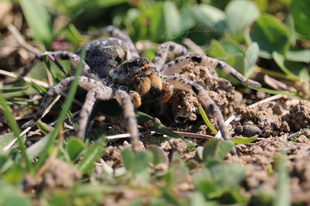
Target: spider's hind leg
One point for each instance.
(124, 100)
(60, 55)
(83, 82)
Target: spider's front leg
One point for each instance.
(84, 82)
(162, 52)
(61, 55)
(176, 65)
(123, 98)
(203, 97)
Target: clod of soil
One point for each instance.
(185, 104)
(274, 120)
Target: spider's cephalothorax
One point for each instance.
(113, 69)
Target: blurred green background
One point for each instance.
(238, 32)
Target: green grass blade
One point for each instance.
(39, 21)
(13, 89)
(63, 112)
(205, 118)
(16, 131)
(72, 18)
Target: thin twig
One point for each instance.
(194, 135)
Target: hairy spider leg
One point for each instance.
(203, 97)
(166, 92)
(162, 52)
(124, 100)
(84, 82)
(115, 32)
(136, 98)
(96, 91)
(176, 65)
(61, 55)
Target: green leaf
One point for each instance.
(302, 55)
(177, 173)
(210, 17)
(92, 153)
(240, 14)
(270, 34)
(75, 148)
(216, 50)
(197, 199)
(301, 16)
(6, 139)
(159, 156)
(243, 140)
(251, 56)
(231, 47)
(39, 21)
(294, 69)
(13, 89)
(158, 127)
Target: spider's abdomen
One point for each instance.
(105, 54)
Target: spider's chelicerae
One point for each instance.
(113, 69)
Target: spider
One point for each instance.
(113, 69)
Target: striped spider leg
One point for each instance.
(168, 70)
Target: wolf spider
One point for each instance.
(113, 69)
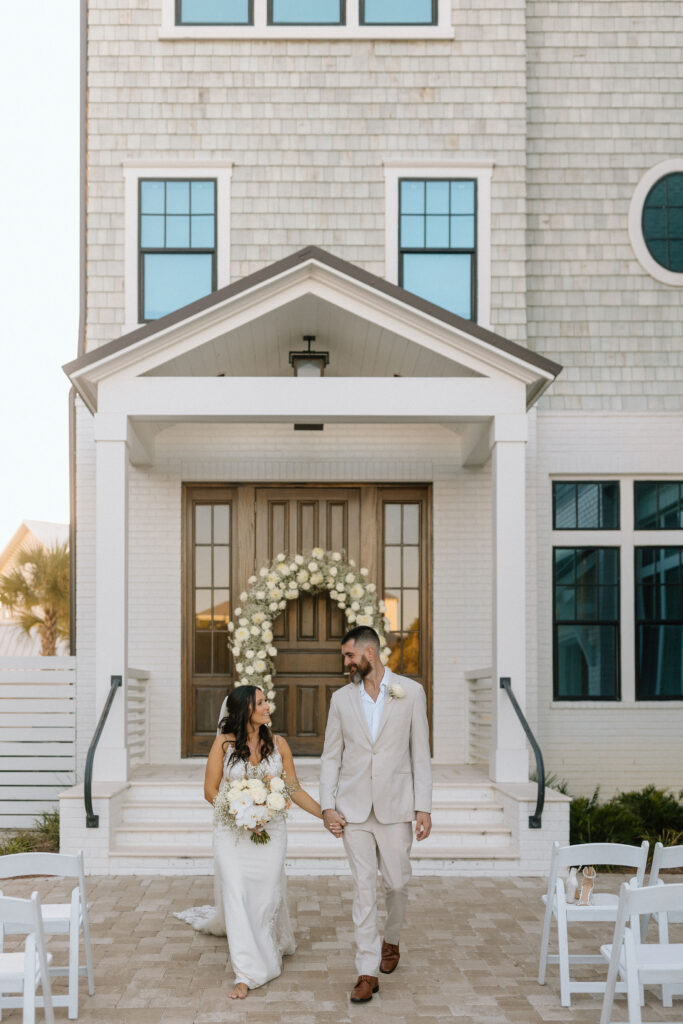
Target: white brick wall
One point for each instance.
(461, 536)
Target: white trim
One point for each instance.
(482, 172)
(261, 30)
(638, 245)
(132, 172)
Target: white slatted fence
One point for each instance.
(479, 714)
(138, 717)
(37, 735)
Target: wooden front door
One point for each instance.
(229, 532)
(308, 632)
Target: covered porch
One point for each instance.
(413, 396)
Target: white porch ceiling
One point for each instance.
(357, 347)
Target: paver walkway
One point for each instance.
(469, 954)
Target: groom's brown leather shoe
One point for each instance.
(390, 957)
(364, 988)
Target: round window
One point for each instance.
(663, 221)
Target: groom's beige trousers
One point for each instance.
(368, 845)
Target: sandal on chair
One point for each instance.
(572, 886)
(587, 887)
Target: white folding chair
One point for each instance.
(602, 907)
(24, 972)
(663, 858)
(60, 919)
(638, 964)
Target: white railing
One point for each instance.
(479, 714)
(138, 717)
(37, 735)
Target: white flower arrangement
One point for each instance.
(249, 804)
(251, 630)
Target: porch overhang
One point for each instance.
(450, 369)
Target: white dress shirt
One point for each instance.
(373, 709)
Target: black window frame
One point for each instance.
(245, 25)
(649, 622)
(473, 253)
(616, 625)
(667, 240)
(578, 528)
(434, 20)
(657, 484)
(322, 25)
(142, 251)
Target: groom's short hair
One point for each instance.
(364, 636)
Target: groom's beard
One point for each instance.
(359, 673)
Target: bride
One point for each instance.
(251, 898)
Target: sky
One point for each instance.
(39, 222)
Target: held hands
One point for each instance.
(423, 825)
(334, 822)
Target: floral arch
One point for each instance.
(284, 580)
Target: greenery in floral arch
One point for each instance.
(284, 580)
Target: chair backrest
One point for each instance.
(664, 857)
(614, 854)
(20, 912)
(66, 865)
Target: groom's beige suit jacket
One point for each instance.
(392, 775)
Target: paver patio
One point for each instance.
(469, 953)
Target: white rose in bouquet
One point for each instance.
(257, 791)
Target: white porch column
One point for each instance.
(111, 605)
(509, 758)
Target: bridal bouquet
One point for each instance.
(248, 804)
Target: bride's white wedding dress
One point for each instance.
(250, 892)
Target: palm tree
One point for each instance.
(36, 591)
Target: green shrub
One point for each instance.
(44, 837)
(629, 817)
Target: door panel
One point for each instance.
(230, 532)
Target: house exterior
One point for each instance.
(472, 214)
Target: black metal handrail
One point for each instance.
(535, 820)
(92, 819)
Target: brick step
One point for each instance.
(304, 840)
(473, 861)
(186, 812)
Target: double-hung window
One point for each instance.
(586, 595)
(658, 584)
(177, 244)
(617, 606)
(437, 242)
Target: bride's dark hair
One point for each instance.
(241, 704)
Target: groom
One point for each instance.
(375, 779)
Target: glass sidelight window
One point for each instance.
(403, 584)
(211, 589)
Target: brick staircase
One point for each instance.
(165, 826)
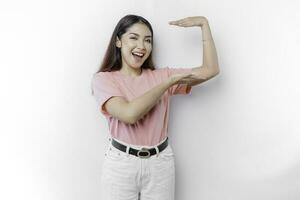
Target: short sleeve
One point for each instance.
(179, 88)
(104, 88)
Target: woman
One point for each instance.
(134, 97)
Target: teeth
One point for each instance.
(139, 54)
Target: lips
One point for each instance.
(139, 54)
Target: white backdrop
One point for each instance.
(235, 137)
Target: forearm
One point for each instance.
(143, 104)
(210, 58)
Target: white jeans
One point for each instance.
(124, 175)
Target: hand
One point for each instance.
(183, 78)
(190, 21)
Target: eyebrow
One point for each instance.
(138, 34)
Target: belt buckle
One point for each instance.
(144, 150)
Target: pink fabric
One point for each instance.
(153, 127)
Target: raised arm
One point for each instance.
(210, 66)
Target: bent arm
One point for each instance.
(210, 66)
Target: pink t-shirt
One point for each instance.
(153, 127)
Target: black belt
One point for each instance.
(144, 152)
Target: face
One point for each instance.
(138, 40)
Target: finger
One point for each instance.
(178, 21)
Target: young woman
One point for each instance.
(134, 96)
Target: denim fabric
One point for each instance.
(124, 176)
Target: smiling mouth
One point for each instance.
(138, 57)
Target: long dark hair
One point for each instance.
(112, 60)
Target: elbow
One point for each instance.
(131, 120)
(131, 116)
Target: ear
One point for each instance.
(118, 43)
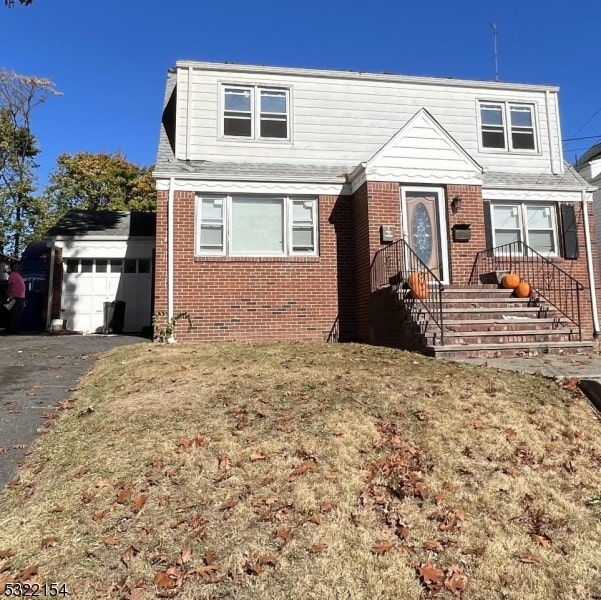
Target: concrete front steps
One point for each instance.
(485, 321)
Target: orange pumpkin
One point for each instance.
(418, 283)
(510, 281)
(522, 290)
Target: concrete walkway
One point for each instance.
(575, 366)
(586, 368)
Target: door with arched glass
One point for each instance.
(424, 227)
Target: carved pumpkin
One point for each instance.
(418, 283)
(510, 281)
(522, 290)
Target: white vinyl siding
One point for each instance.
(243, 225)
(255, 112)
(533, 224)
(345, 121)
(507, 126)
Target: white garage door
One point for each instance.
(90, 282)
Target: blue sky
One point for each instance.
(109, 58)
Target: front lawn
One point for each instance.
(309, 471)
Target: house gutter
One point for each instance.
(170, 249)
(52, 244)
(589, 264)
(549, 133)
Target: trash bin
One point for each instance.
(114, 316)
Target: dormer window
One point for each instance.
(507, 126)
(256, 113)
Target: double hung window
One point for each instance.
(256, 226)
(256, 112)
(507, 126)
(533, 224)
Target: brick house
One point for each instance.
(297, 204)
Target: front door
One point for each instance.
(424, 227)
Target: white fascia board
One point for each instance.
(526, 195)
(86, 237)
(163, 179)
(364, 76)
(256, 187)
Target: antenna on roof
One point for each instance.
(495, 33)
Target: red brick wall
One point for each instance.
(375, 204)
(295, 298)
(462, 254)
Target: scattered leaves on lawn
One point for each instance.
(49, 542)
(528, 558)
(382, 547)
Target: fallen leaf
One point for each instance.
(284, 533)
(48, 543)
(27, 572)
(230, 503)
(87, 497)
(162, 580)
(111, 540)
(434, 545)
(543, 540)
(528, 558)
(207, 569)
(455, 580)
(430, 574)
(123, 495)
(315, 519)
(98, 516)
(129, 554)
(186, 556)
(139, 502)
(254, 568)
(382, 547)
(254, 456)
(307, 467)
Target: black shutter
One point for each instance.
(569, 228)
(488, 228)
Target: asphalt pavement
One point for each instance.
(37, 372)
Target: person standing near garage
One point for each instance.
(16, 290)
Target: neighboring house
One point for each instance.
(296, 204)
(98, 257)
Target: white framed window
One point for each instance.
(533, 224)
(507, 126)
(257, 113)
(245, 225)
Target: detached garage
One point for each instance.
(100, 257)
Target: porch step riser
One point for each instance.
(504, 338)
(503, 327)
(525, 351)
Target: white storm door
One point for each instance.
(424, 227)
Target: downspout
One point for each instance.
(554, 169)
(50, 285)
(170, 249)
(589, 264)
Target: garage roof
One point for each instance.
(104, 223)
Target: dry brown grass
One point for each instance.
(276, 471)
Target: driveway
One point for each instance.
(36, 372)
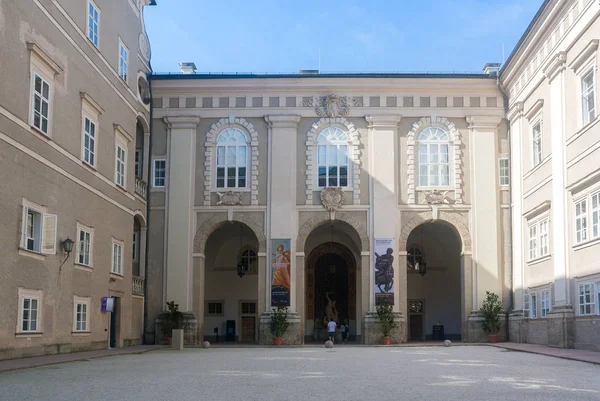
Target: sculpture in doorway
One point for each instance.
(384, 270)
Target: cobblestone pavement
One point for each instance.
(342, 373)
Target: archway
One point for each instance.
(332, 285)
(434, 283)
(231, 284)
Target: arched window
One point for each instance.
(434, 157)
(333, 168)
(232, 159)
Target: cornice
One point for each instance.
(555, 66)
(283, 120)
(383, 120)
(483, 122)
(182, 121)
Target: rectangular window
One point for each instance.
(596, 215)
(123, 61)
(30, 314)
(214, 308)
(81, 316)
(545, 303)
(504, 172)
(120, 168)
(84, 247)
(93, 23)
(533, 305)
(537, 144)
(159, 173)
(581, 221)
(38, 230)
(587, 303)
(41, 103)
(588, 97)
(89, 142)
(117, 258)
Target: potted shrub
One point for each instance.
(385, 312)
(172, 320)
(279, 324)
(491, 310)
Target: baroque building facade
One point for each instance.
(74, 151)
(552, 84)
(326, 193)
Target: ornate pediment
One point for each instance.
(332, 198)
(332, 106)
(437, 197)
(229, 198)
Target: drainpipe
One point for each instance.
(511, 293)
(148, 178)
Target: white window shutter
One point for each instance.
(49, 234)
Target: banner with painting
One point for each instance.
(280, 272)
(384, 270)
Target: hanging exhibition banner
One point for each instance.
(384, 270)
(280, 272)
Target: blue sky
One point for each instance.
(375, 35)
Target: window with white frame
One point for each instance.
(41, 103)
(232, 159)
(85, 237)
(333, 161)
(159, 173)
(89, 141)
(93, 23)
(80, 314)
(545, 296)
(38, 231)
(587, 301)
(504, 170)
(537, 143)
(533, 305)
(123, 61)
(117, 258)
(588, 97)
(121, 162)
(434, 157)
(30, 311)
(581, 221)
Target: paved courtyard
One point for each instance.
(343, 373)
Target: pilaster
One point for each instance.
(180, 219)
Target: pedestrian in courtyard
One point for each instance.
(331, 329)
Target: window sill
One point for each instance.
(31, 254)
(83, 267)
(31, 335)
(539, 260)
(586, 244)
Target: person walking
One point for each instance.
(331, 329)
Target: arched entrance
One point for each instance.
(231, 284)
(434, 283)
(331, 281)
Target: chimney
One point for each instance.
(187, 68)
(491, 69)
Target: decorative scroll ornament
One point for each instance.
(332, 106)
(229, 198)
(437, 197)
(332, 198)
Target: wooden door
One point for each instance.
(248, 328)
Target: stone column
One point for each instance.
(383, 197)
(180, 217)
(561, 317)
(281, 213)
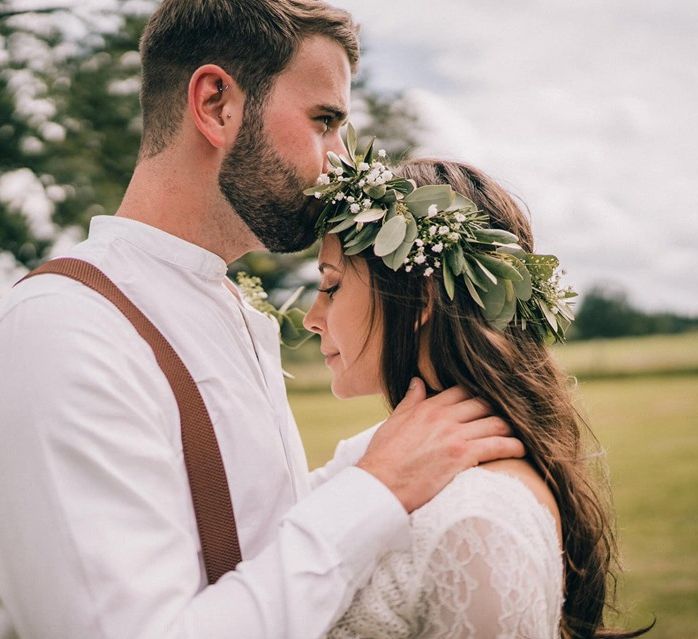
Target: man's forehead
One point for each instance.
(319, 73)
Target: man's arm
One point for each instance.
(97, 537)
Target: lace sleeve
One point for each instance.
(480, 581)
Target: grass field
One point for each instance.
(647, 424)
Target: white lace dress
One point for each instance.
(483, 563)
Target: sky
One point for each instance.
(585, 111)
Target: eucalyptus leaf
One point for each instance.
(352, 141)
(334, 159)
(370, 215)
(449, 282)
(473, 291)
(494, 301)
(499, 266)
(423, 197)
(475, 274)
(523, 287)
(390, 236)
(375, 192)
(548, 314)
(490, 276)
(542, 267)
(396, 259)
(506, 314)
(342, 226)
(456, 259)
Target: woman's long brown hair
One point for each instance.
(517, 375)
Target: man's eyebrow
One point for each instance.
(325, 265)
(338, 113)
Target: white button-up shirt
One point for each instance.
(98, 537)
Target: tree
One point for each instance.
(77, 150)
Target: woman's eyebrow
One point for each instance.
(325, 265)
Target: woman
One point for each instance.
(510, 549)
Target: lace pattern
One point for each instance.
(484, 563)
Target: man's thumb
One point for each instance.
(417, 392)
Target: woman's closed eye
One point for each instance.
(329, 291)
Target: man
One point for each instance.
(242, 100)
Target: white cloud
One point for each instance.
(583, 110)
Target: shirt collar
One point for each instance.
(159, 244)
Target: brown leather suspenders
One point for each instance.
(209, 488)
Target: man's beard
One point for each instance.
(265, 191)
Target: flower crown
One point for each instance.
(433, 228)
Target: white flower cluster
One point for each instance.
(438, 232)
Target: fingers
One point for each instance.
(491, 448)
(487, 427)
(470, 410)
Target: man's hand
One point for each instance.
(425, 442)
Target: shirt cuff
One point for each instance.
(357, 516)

++++++++++++++++++++

WHAT THE EXERCISE ASKS |
As listed above, the lines from the line with "Target: concrete walkway" to the line with "Target: house gutter" are to be echoed exactly, with both ends included and nothing added.

YOUR SOLUTION |
Target: concrete walkway
One point for each instance.
(575, 366)
(586, 368)
Target: door with arched glass
One point for each instance.
(424, 227)
Target: carved pumpkin
One point for each instance.
(418, 283)
(510, 281)
(522, 290)
Target: white vinyl siding
One point for each instance.
(243, 225)
(255, 112)
(533, 224)
(345, 121)
(507, 126)
Target: white garage door
One point for each instance.
(90, 282)
Target: blue sky
One point for each instance.
(109, 58)
Target: front lawn
One point for each instance.
(309, 471)
Target: house gutter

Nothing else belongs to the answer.